Given passage:
=====

An employer-operated eating facility for employees is an eating facility that meets all the following conditions.
You own or lease the facility.
You operate the facility. You’re considered to operate the eating facility if you have a contract with another to operate it.
The facility is on or near your business premises.
You provide meals (food, drinks, and related services) at the facility during, or immediately before or after, the employee’s workday.
Exclusion from wages.
You can generally exclude the value of de minimis meals you provide to an employee from the employee’s wages.
Exception for highly compensated employees.
You can’t exclude from the wages of a highly compensated employee the value of a meal provided at an employer-operated eating facility that isn’t available on the same terms to one of the following groups.
All of your employees.
A group of employees defined under a reasonable classification you set up that doesn’t favor highly compensated employees.
For this exclusion, a highly compensated employee for 2020 is an employee who meets either of the following tests.
The employee was a 5% owner at any time during the year or the preceding year.
The employee received more than $125,000 in pay for the preceding year.
You can choose to ignore test (2) if the employee wasn’t also in the top 20% of employees when ranked by pay for the preceding year.
Section 13304 of P.L. 115-97 changed the rules for the deduction of food or beverage expenses that are excludable from employee income as a de minimis fringe benefit. For amounts incurred or paid after 2017, the 50% limit on deductions for food or beverage expenses also applies to food or beverage expenses excludable from employee income as a de minimis fringe benefit. However, food or beverage expenses related to employee recreation, such as holiday parties or annual picnics, aren’t subject to the 50% limit on deductions when made primarily for the benefit of your employees other than employees who are officers, shareholders or other owners who own a 10% or greater interest in your business, or other highly compensated employees. The new rules for the deduction limits on meals are discussed in chapter 2 of Pub. 535. While your business deduction may be limited, the fringe benefit exclusion rules still apply and the de minimis fringe benefits may be excluded from your employee’s wages, as discussed earlier.
You can exclude the value of meals you furnish to an employee from the employee’s wages if they meet the following tests.
They are furnished on your business premises.

=====

Supplied information:
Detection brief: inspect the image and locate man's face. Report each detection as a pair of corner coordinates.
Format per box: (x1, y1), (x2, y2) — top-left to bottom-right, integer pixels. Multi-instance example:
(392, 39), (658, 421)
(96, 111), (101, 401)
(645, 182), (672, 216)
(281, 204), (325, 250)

=====

Problem set:
1 – Based on the passage on employer-provided meals, do the following statements agree with it? Answer yes or no for each, and quote the words of the passage that decide it.
(a) An employer can count as operating an eating facility even when another party runs it under a contract.
(b) For 2020, an employee who received more than $100,000 in pay for the preceding year meets the pay test for a highly compensated employee.
(c) Food or beverage expenses for holiday parties are always subject to the 50% limit on deductions.
2 – Write out the part of the passage on employer-provided meals that begins at the words "The facility is" and stops after "the following groups.".
3 – Extend the passage on employer-provided meals from the point where it stops.

Answers given:
1 –
(a) Yes: "You’re considered to operate the eating facility if you have a contract with another to operate it."
(b) No: "The employee received more than $125,000 in pay for the preceding year."
(c) No: "food or beverage expenses related to employee recreation, such as holiday parties or annual picnics, aren’t subject to the 50% limit on deductions when made primarily for the benefit of your employees"

2 –
The facility is on or near your business premises.
You provide meals (food, drinks, and related services) at the facility during, or immediately before or after, the employee’s workday.
Exclusion from wages.
You can generally exclude the value of de minimis meals you provide to an employee from the employee’s wages.
Exception for highly compensated employees.
You can’t exclude from the wages of a highly compensated employee the value of a meal provided at an employer-operated eating facility that isn’t available on the same terms to one of the following groups.

3 –
They are furnished for your convenience.
If you allow your employee to choose to receive additional pay instead of meals, then the meals, if chosen, aren’t excluded. The exclusion also doesn’t apply to cash allowances for meals.
On your business premises.
Generally, for this exclusion, the employee’s place of work is your business premises.
For your convenience.
Whether you furnish meals for your convenience as an employer depends on all the facts and circumstances. You furnish the meals to your employee for your convenience if you do this for a substantial business reason other than to provide the employee with additional pay. This is true even if a law or an employment contract provides that the meals are furnished as pay. However, a written statement that the meals are furnished for your convenience isn’t sufficient.
Meals excluded for all employees if excluded for more than half.
If more than half of your employees who are furnished meals on your business premises are furnished the meals for your convenience, you can treat all meals you furnish to employees on your business premises as furnished for your convenience.
Food service employees.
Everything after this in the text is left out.